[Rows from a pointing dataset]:
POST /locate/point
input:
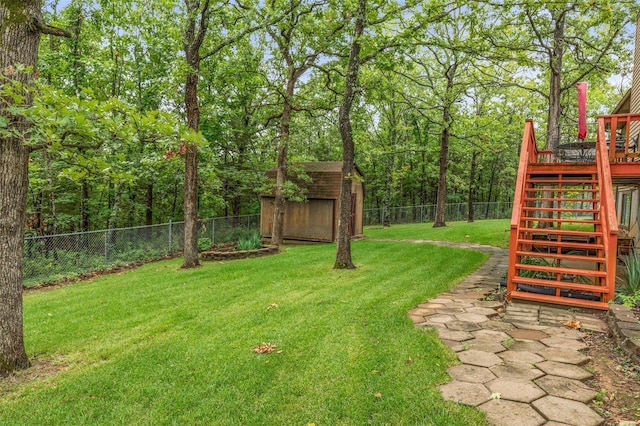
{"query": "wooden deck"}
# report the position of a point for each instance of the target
(564, 232)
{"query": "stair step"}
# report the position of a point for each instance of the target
(561, 256)
(565, 244)
(570, 301)
(561, 284)
(581, 190)
(561, 270)
(545, 231)
(563, 200)
(561, 210)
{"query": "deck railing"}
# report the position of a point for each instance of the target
(624, 130)
(607, 203)
(528, 154)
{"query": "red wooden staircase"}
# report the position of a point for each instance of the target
(563, 229)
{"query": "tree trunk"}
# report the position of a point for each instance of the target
(191, 178)
(18, 45)
(84, 205)
(343, 255)
(277, 233)
(442, 177)
(148, 220)
(555, 85)
(444, 151)
(195, 32)
(472, 186)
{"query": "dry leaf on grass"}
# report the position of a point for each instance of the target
(574, 324)
(265, 348)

[Instructions to follow]: Convert the rows above into a JSON list of strings, one string per line, skipping blank lines and leaving out the picture.

[Expected answer]:
[
  "POST /locate/point",
  "input:",
  "{\"query\": \"wooden deck\"}",
  "# report the position of a point for each instance of the target",
  "(564, 232)",
  "{\"query\": \"stair step\"}",
  "# report the position of a point for each instance of the target",
  "(561, 256)",
  "(565, 244)",
  "(570, 301)",
  "(561, 284)",
  "(581, 190)",
  "(561, 270)",
  "(545, 231)",
  "(563, 200)",
  "(561, 210)",
  "{\"query\": \"deck railing\"}",
  "# report the position of a point for each instance of the target",
  "(624, 130)",
  "(607, 203)",
  "(528, 154)",
  "{\"query\": \"red wooden staircase\"}",
  "# report the position of a point for each instance of the target",
  "(563, 229)",
  "{\"query\": \"tree trunk\"}",
  "# report the position of a point for each instance of the target",
  "(191, 178)",
  "(18, 45)",
  "(84, 205)",
  "(343, 255)",
  "(277, 233)",
  "(442, 177)",
  "(148, 220)",
  "(555, 85)",
  "(444, 151)",
  "(195, 32)",
  "(472, 186)",
  "{\"query\": \"dry leaf on grass\"}",
  "# report the position of a point for each instance of the target",
  "(574, 324)",
  "(265, 348)"
]